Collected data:
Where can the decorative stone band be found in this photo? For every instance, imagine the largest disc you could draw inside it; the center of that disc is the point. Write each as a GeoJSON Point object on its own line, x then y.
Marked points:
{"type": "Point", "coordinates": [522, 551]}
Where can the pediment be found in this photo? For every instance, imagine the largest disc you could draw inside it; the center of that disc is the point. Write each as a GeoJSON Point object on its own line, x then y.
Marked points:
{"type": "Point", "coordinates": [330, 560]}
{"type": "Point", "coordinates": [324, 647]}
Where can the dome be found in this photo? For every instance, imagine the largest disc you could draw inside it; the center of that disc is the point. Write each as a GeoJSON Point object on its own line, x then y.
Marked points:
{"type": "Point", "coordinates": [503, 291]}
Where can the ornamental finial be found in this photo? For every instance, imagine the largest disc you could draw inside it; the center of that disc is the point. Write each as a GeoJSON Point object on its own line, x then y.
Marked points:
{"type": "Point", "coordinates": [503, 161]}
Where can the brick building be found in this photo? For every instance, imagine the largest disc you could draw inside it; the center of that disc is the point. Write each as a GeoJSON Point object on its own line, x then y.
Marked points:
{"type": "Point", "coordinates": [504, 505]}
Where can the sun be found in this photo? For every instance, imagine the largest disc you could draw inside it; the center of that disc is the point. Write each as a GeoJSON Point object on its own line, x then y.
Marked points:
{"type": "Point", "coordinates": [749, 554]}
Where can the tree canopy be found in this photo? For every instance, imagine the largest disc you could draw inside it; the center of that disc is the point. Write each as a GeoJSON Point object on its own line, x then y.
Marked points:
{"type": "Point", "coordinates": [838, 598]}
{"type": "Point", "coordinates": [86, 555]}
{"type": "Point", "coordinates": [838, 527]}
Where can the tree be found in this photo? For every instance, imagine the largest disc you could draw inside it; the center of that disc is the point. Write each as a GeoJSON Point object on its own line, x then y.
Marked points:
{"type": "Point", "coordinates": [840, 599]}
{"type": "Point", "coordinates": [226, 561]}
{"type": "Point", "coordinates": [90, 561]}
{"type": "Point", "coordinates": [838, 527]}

> _What the task requires_
Please edit the lines above so that "largest disc" becomes "biggest circle" everywhere it occurs, changing nothing else.

> _Solution to this task_
Where can the decorative stone band be found in this photo? For every instance, imagine the biggest circle you could draw inside it; the center of that disc is the point. Write each as a GeoJSON Point object on its own line, x then y.
Marked points:
{"type": "Point", "coordinates": [522, 551]}
Where can the pediment be found in this photo? For every instance, imagine the biggest circle you could draw inside it; the center of that disc is the point. Write each as a GeoJSON Point object on its own line, x then y.
Marked points:
{"type": "Point", "coordinates": [330, 560]}
{"type": "Point", "coordinates": [324, 647]}
Where can the dome be found in this photo? For every instance, imagine the biggest circle you could draw inside it; the center of that disc is the point. Write each as a GeoJSON Point object on its own line, x then y.
Marked points:
{"type": "Point", "coordinates": [503, 291]}
Where can the ornamental finial be found in this photo? For every instance, imagine the biggest circle you could draw inside it; the center of that disc is the point. Write each as a GeoJSON Point object on its own line, x then y.
Marked points:
{"type": "Point", "coordinates": [503, 161]}
Where can the brick building be found in this photo? For every instance, imagine the biggest circle you could draw inside it; the center of that disc is the point. Write each as a GeoJSON Point object on its own line, x then y.
Marked points:
{"type": "Point", "coordinates": [504, 505]}
Where can the sun be found in this photo? For every instance, imagine the biggest circle you could draw inside it; the center of that disc is the point. Write each as a GeoJSON Point object on its own line, x then y.
Marked points:
{"type": "Point", "coordinates": [749, 554]}
Where can the tree canopy be found in this photo? For every instance, imagine the biggest circle you could draw inside it; the center of that disc is the point. Write each as a GeoJSON Point object on its own line, x then y.
Marked points:
{"type": "Point", "coordinates": [838, 598]}
{"type": "Point", "coordinates": [86, 555]}
{"type": "Point", "coordinates": [838, 527]}
Where can the tree be found in this photo? For every instance, imagine the biggest circle you could draw inside it; the center of that disc is the point. Write each as a GeoJSON Point object on its own line, x then y.
Marked points:
{"type": "Point", "coordinates": [840, 599]}
{"type": "Point", "coordinates": [226, 561]}
{"type": "Point", "coordinates": [90, 561]}
{"type": "Point", "coordinates": [838, 527]}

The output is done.